┏━━
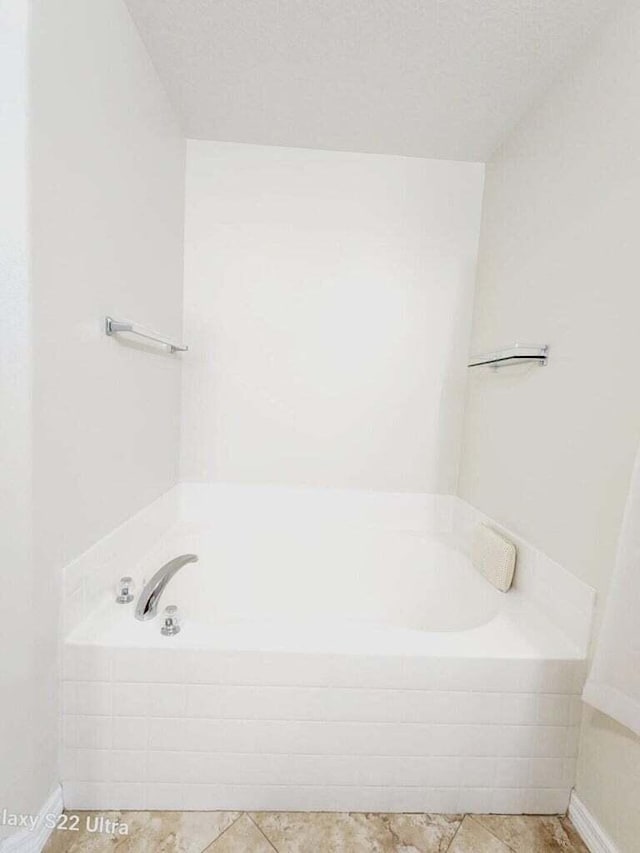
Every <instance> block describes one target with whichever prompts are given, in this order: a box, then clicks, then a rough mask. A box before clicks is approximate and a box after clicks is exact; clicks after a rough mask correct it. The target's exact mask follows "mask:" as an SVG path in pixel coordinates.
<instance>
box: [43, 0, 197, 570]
mask: <svg viewBox="0 0 640 853" xmlns="http://www.w3.org/2000/svg"><path fill="white" fill-rule="evenodd" d="M33 9H34V12H33V43H32V68H31V71H32V100H33V110H32V125H31V134H32V160H31V166H32V187H33V192H32V202H33V208H32V215H33V241H34V246H33V257H34V263H33V275H34V340H35V381H36V386H35V391H36V395H35V404H36V435H35V464H36V489H37V492H36V500H37V507H36V511H37V513H38V518H39V522H40V525H41V533H40V539H41V545H42V547H43V549H46V554H47V559H48V560H49V561H50V562H51V564H52V565H54V566H60V565H63V564H64V563H66V562H67V561H68V560H69V558H71V557H73V556H75V555H76V554H78V553H79V552H80V551H82V550H84V549H85V548H86V547H88V546H89V545H90V544H91V543H93V542H95V541H96V540H97V539H98V538H100V537H101V536H103V535H104V534H105V533H107V532H108V531H109V530H111V529H112V528H113V527H115V526H116V525H117V524H119V523H120V522H122V521H123V520H124V519H126V518H128V517H129V516H130V515H132V514H133V513H134V512H136V511H137V510H138V509H140V508H141V507H142V506H145V505H146V504H147V503H149V502H150V501H152V500H154V499H155V498H157V497H158V495H160V494H161V493H162V492H164V491H165V490H166V489H168V488H170V487H171V486H172V485H173V484H174V483H175V482H176V478H177V457H178V452H177V447H178V434H179V404H180V359H179V357H175V356H173V357H172V356H169V355H166V354H165V355H162V354H158V353H157V352H154V353H152V352H151V351H150V350H145V349H141V348H140V347H137V346H127V345H124V344H122V343H119V342H118V341H116V340H114V339H111V338H107V337H106V336H105V335H104V334H103V321H104V316H105V314H113V315H114V316H116V317H120V316H124V317H127V318H131V319H134V320H137V321H138V322H141V323H143V324H146V325H148V326H151V327H152V328H157V329H159V330H161V331H163V332H165V333H167V334H173V335H175V336H176V337H180V335H181V325H182V270H183V257H182V239H183V209H184V202H183V193H184V140H183V138H182V133H181V130H180V127H179V125H178V124H177V122H176V120H175V119H174V115H173V113H172V110H171V107H170V106H169V103H168V101H167V97H166V95H165V93H164V90H163V89H162V87H161V85H160V82H159V80H158V78H157V76H156V73H155V71H154V69H153V66H152V64H151V60H150V59H149V56H148V55H147V53H146V51H145V49H144V47H143V44H142V41H141V39H140V37H139V35H138V32H137V30H136V29H135V27H134V25H133V22H132V20H131V18H130V16H129V13H128V11H127V9H126V6H125V4H124V2H123V0H98V2H92V3H86V2H84V0H33Z"/></svg>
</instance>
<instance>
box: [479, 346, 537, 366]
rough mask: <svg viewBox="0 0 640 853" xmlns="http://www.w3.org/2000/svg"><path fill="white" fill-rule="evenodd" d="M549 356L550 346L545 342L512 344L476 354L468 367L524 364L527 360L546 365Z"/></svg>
mask: <svg viewBox="0 0 640 853" xmlns="http://www.w3.org/2000/svg"><path fill="white" fill-rule="evenodd" d="M548 358H549V347H548V346H547V345H546V344H544V345H541V344H512V346H510V347H505V349H501V350H497V351H496V352H488V353H484V354H483V355H476V356H474V357H473V358H472V359H471V361H470V362H469V364H468V365H467V366H468V367H484V366H487V367H493V368H498V367H504V366H506V365H508V364H522V362H527V361H537V362H538V364H539V365H540V366H544V365H545V364H546V363H547V359H548Z"/></svg>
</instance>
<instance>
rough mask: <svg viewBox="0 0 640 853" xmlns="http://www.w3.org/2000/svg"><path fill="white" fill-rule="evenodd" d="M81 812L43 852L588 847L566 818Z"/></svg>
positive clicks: (440, 849) (224, 812)
mask: <svg viewBox="0 0 640 853" xmlns="http://www.w3.org/2000/svg"><path fill="white" fill-rule="evenodd" d="M77 815H78V818H79V822H78V829H77V830H75V831H72V830H56V832H55V833H54V835H53V836H52V837H51V838H50V840H49V842H48V844H47V846H46V847H45V850H44V851H43V853H76V851H82V853H112V851H113V853H447V851H448V853H588V851H587V848H586V847H585V846H584V844H582V842H581V840H580V838H579V837H578V835H577V833H576V831H575V829H574V828H573V826H572V825H571V823H570V821H569V820H568V819H567V818H564V817H527V816H523V817H511V816H504V817H503V816H499V815H474V816H470V815H466V816H465V815H435V814H356V813H344V814H343V813H316V814H307V813H302V812H251V813H241V812H102V813H97V812H77ZM99 815H102V816H103V817H104V818H107V819H109V820H111V821H119V822H120V824H122V823H126V824H127V827H128V834H127V835H120V834H118V833H117V832H115V833H113V832H108V831H107V832H97V831H95V830H96V828H97V827H96V819H97V817H99ZM70 824H71V821H70ZM103 828H107V829H109V827H104V826H103Z"/></svg>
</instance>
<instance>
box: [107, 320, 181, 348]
mask: <svg viewBox="0 0 640 853" xmlns="http://www.w3.org/2000/svg"><path fill="white" fill-rule="evenodd" d="M104 330H105V333H106V334H107V335H115V334H118V333H119V332H128V333H129V334H131V335H137V336H138V337H139V338H146V339H147V340H149V341H155V342H156V343H158V344H163V345H164V346H166V347H169V352H186V351H187V350H188V349H189V347H188V346H186V344H179V343H177V342H176V341H172V340H171V338H165V336H164V335H159V334H158V333H157V332H152V331H151V330H150V329H145V327H144V326H139V325H138V324H137V323H130V322H129V321H128V320H114V319H113V317H105V321H104Z"/></svg>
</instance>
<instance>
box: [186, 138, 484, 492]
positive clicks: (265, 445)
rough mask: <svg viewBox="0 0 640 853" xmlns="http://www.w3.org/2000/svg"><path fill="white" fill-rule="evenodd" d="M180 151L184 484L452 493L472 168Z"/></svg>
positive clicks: (466, 276)
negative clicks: (183, 250) (239, 482)
mask: <svg viewBox="0 0 640 853" xmlns="http://www.w3.org/2000/svg"><path fill="white" fill-rule="evenodd" d="M187 152H188V153H187V193H186V198H187V202H186V242H185V337H186V338H187V339H188V343H189V344H191V345H193V350H192V352H191V353H189V355H188V358H187V359H185V365H184V386H183V420H182V478H183V479H186V480H227V481H239V482H276V483H296V484H306V485H316V486H329V487H347V488H349V487H351V488H372V489H382V490H395V491H430V492H450V491H452V490H453V489H454V487H455V482H456V473H457V455H458V439H459V428H460V422H461V411H462V402H463V389H464V382H465V369H464V353H465V352H466V347H467V336H468V328H469V322H470V306H471V298H472V297H471V294H472V287H473V278H474V265H475V256H476V250H477V239H478V228H479V211H480V202H481V192H482V181H483V167H482V166H481V165H478V164H469V163H466V164H465V163H449V162H437V161H430V160H420V159H410V158H402V157H384V156H374V155H359V154H344V153H335V152H326V151H325V152H320V151H312V150H304V149H287V148H267V147H259V146H251V145H233V144H218V143H211V142H192V141H190V142H189V143H188V148H187Z"/></svg>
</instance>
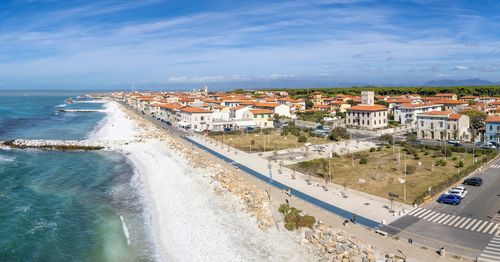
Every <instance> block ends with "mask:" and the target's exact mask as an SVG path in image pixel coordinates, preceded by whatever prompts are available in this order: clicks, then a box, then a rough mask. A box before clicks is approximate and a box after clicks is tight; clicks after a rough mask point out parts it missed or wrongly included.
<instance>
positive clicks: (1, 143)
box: [1, 139, 106, 151]
mask: <svg viewBox="0 0 500 262" xmlns="http://www.w3.org/2000/svg"><path fill="white" fill-rule="evenodd" d="M1 145H2V146H6V147H10V148H18V149H25V148H38V149H51V150H63V151H75V150H84V151H90V150H101V149H104V148H105V147H106V145H105V143H98V142H91V141H86V140H26V139H16V140H10V141H4V142H2V143H1Z"/></svg>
┗━━
# Task directions
Which lines of the records above contain the string "clicks", with case counting? Gather every such line in full.

# Response box
Every <instance> block describes one target with whichever prompts are given, in this order: a box, then clicks, then a rough mask. A box before clicks is approximate and a box after clicks is exact; clicks after a rough mask correct it. The target's exact mask follows "mask:" as an SVG path in pixel coordinates.
positive clicks: (440, 849) (224, 812)
positive clicks: (265, 445)
positive clicks: (466, 276)
negative clicks: (183, 250) (239, 482)
Every <instance> block ends with "mask:" and the target's exact mask as an SVG path in image pixel coordinates, preceded by whatever prompts are available in this order: clicks, then a box, then a rough mask. A box before clicks is approximate and a box after clicks is tight; clicks after a rough mask point out parts it missed or wrongly included.
positive clicks: (1, 143)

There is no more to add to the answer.